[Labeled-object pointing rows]

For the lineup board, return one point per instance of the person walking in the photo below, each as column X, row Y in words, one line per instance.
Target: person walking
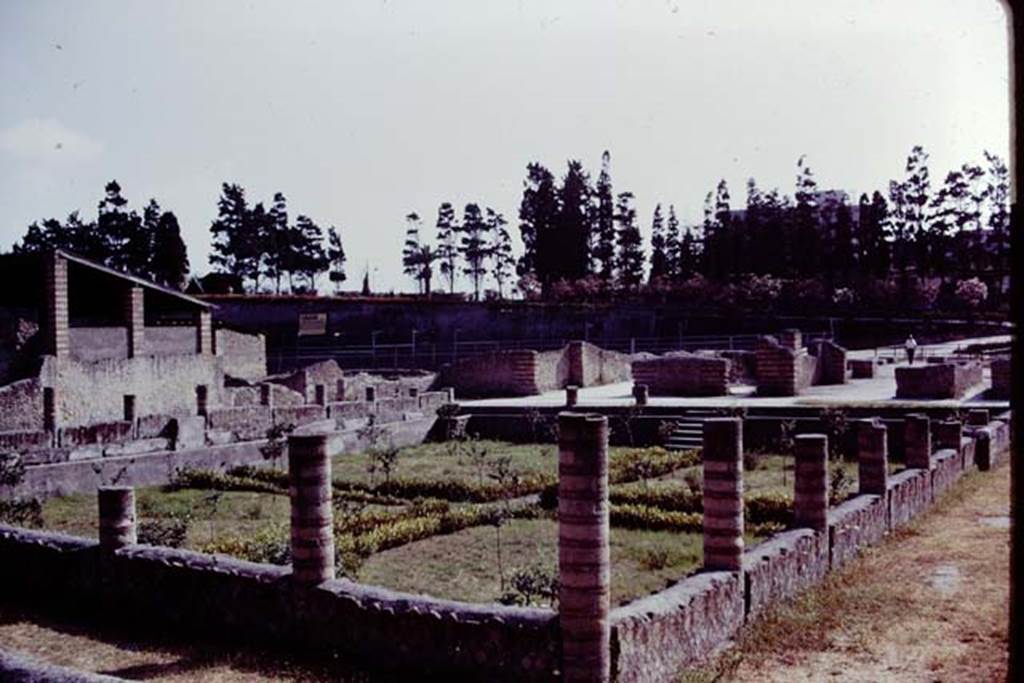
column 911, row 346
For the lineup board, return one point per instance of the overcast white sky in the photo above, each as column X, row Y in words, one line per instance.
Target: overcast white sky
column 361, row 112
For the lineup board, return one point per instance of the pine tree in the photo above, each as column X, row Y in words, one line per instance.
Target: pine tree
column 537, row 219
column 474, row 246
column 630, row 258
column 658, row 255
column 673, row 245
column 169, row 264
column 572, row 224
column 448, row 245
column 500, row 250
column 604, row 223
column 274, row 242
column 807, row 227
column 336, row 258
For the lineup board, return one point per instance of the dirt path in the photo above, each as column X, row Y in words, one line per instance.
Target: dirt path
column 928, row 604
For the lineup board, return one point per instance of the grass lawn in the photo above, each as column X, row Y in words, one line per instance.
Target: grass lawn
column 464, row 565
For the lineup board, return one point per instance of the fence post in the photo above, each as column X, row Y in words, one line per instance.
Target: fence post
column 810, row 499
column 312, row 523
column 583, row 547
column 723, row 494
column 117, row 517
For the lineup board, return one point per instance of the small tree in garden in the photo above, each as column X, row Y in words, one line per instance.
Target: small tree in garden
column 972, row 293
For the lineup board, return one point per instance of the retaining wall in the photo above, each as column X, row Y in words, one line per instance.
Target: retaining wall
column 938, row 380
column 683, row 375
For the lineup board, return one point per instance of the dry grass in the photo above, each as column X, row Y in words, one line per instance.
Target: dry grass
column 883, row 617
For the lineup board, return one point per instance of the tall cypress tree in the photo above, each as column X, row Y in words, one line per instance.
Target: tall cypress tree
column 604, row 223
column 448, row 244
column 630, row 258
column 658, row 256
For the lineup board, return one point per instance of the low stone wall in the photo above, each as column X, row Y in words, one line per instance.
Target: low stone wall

• **JOB**:
Write out again the lines starting with the one containing "of the small" and going on through the one containing "column 972, row 293", switching "small tree in garden" to "shrub" and leaving everything else the same.

• **RESULT BELOW**:
For the lineup board, return one point per instance of the shrub in the photo above, each as column X, row Y in words, one line per instance.
Target: shrub
column 972, row 293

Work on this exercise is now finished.